Some people run just for the joy of running. My understanding is that it often has to do with endorphins, something that Steve probably doesn't have to deal with in the shape that his body is in, but he might simply enjoy the feeling of the well-oiled machine of his body functioning (especially given he used to lack the sort of musculature or endurance necessary), or he might find it relaxing to think while moving, the same way so many people like to take a walk to think.
And, of course, that's assuming that the super-soldier serum obviates the need for exercise. The mechanism for it is seldom explained. The fact that Rogers stepped out of the device fully muscly suggests that it probably has some degree of "instant beefcake", but regular exercise might improve things further, or help with things like muscle definition.
Lastly, he might run simply because it feels like something that normal people do. The Super-Soldier serum makes him separate from humanity, but that doesn't fit with Rogers's personality.
Exercising is an essential part of healthy lifestyle. Super-Soldier Serum gave him muscles, strength and faster metabolism, but it doesn't mean he could stop eating and breathing. He is still a human who can build up cholesterol in his blood vessels, for example.
There are countless benefits of exercising which I don't think Super-Soldier Serum can provide:
Fitness. Brain Plasticity dictates that it'd support a part of body which is used more often and vice versa. Your sedentary lifestyle can turn off your motor nerves making you clumsy irrespective of how big your muscles are.
Muscle tissue refreshments. When you exercise, lots of muscle tissues get broken down and new strong muscles (which can withstand previous stress) are formed using proteins. New things are always better.
++++++++++++++++++++
### Exercise A
In the text on why Steve Rogers exercises, what can a sedentary lifestyle do to your motor nerves?
### Exercise B
Carry on with the text on why Steve Rogers exercises, starting right after its last sentence.

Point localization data
++++++++++++++++++++
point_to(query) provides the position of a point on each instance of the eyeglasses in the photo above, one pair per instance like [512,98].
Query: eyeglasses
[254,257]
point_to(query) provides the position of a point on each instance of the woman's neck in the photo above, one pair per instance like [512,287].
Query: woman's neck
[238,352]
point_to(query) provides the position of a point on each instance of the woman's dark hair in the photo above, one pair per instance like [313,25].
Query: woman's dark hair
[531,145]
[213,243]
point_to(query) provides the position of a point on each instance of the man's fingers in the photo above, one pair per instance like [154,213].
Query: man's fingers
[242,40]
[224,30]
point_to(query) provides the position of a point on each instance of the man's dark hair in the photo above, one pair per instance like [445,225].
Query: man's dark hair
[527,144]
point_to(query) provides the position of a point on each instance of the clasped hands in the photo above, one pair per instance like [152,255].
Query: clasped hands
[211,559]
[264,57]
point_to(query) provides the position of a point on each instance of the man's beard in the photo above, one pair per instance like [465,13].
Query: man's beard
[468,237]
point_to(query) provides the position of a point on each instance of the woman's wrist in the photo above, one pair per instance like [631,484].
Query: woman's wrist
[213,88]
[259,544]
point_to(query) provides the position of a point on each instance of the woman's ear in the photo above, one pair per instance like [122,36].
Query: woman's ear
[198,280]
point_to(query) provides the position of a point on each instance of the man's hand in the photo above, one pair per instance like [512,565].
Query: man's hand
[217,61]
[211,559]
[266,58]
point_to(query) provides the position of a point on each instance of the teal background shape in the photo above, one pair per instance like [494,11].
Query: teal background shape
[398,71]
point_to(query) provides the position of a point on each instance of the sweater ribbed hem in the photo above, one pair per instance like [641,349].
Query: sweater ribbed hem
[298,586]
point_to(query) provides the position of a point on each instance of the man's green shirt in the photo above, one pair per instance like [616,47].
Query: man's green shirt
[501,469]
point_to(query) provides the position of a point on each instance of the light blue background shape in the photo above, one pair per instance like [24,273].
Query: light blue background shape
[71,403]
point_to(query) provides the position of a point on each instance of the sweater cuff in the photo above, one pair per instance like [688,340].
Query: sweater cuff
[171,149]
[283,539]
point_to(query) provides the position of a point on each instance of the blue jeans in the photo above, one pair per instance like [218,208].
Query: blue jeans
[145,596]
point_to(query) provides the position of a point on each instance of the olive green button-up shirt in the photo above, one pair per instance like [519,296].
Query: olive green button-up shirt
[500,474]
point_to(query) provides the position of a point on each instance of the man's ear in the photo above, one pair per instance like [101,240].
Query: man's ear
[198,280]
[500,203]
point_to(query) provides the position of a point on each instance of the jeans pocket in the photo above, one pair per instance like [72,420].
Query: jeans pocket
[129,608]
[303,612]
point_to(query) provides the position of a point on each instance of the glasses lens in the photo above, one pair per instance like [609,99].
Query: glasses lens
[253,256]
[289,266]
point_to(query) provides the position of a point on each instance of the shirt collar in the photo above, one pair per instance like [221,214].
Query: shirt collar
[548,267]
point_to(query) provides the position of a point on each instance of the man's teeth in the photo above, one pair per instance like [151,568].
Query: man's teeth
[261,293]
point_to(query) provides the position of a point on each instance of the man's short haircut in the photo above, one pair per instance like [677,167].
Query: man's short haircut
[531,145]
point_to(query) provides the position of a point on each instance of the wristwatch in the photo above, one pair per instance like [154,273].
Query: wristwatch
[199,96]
++++++++++++++++++++
### Answer section A
It can turn them off, making you clumsy no matter how big your muscles are.

### Answer section B
Better blood flow. Exercising boosts up heart rate to supply more resources (oxygen, nutrition) to involved cells, but the whole body gets benefit. Also, in the process, a nitric oxide isomer named eNOS is released from the blood vessels into the blood which maintains the blood flow throughout the day.
Fat/Cholesterol burning. This doesn't need to be explained as heart diseases are popular these days.
Rogers likely suffers from some form of PTSD, while not necessarily diagnosed with a lifestyle or drug prescriptions, he may be using running as a form of self medication. Rogers displays common symptoms of PTSD throughout the second film and in the Age of Ultron trailer in self destructive tendencies, distancing himself from others, and distracting himself with other problems, all of which are aggravated by seeing Bucky again and being put under combat-like circumstances. So overall, Steve probably has PTSD and may use running as a way to make himself feel better as it creates endorphins which help remediate depression, a side effect of PTSD.
I'm sure he trains because it's a part of the regimented routine the army had him on, and it keeps his life in order. It's something he can hold on to from his past that hasn't drastically changed since he woke up in the present. PT is a typical part of the U.S. Military lifestyle which Steve still lives as much as he can.